<<<<

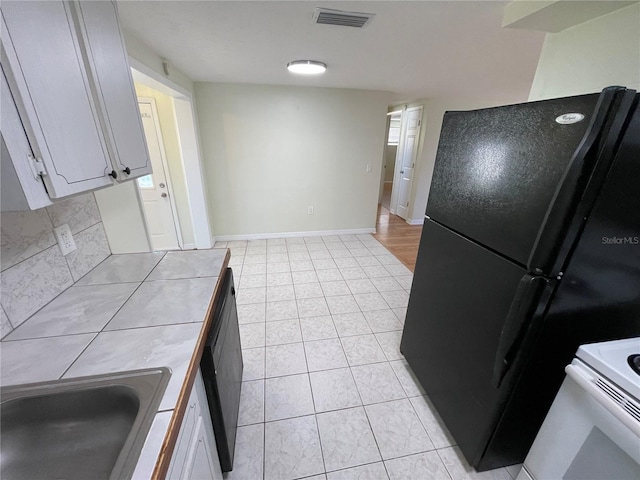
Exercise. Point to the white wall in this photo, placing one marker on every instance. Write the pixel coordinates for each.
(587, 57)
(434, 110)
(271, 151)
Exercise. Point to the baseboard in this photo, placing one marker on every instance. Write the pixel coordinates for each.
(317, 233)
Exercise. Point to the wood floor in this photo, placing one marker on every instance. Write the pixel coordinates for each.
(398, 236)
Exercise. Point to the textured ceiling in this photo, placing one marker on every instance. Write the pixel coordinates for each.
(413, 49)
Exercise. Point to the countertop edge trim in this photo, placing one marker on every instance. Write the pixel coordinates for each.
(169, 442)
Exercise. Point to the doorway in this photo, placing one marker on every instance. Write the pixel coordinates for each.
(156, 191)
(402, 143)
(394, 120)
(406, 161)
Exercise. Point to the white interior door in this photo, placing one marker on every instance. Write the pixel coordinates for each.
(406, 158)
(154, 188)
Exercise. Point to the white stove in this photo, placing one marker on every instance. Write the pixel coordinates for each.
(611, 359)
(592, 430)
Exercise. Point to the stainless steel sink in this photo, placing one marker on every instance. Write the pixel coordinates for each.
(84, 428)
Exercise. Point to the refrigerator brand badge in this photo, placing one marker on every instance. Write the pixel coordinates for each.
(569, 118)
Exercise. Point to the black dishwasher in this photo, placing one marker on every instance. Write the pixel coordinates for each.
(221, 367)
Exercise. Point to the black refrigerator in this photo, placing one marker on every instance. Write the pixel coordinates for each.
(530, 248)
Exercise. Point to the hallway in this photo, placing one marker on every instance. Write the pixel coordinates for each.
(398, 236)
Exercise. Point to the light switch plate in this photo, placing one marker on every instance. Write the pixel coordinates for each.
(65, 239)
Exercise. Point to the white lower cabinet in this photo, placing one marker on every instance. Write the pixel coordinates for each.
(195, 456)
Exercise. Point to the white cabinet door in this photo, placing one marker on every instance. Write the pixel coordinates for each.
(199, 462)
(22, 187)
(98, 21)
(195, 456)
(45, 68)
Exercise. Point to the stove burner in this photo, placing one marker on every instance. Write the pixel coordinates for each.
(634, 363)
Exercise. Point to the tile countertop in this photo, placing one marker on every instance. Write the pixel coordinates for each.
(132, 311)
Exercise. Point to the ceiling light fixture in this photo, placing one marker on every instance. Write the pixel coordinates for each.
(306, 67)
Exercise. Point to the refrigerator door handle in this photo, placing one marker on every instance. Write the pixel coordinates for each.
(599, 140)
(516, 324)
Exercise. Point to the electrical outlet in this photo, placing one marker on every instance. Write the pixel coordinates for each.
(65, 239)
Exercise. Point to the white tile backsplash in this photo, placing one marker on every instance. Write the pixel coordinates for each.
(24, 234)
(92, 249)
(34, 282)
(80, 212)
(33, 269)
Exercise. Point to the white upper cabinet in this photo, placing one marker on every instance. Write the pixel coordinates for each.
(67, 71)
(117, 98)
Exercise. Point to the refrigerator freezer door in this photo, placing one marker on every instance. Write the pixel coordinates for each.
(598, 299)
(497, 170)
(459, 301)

>>>>

# What to produce:
The records above are to be set down exactly as written, with no images.

# Response box:
Exercise. Point to the white wall in this photo, placing one marker on every instance. Write the pixel coordinates for each.
(587, 57)
(434, 110)
(271, 151)
Exercise. Point to the baseboard in this photo, placing one marker on every instance. Write the pixel coordinates for each.
(317, 233)
Exercise. Point to the wood floor in this photo, placing one marker on every instance. Write the pixel coordinates for each.
(398, 236)
Exercise. Point to the textured ceiling in this photo, placing one marker on every instance. Write the pixel coordinates for each.
(413, 49)
Exercise. Point to the countertop edge trim in this photo, placing one marker on every instance. Write the pixel coordinates for each.
(169, 442)
Exercise. Point to the doorway in this photo, placing one marker on every instance. Write the pixel coordinates for each.
(156, 191)
(402, 143)
(394, 120)
(406, 161)
Exercise. Point to the white interior door in this photo, placing one marker on every instance. Write the pixel coordinates for each.
(406, 158)
(154, 188)
Exercise. Point to the white stove in this photo, placing one marker on every instance. Write the pixel coordinates for each.
(611, 359)
(592, 430)
Exercise. Point to the stainless steel sink in this photo, placing one marker on every instance. Write the pixel coordinates for each.
(84, 428)
Exercise. Point to the refrigerator brand badge in this photo, placing one marker on every instance. Write the pixel coordinates for each.
(569, 118)
Exercise. Point to the black dishwasher in this photo, placing one marker on every instance. Write the pixel coordinates for each.
(221, 367)
Exercise. Point to the black refrigerator in this photo, placing one marker on every instance. Write the pixel coordinates for each.
(530, 248)
Exercise. Point to the hallway in this photo, placing one marker on every instance. Write the pixel coordinates for each.
(398, 236)
Exercise. Point to the light switch plate in this photo, placing one marker on every instance. Write the pixel coordinates for each.
(65, 239)
Exercise. Point to the white lower cabinet in this photo, placing one marker on every instance. Write the pixel coordinates for each.
(195, 456)
Exercise. Point to the white cabinet door in this photo, placing one marker on every instance. Write the pixel coordinates for each.
(199, 462)
(22, 187)
(98, 21)
(195, 456)
(45, 68)
Exercise. Point to the stove burner in this photo, placing one marker on every instance. Write the pixel coordinates for each.
(634, 363)
Exercise. Point to the tile countertop in this photo, placing one marker on every instance. Write the pixel coordinates for each.
(132, 311)
Exercise. Point to the ceiling light fixture in this photo, placing one marker on every instance. Write the pixel coordinates for each.
(306, 67)
Exercise. Point to the refrigerator door handle in this photo, placing one marker on every instance. Write the pixel coordinates for each.
(599, 140)
(516, 324)
Exercise. Point to the electrical outlet in this photo, placing one marker on every instance. Write the pixel coordinates for each.
(65, 239)
Exercise. Point to the white tile backsplash in this photo, placing one marker on every instance. Write the pixel coordinates for each.
(24, 234)
(92, 249)
(34, 282)
(80, 212)
(33, 269)
Exercise. Point to the white upper cabinet in this photo, placing one marker on every instance. Write the pixel coordinates for each.
(67, 71)
(117, 98)
Exercise. Point to the refrigerator freezer door in this photo, placing one marker on every instance. Write the pixel coordinates for each.
(598, 299)
(497, 170)
(459, 301)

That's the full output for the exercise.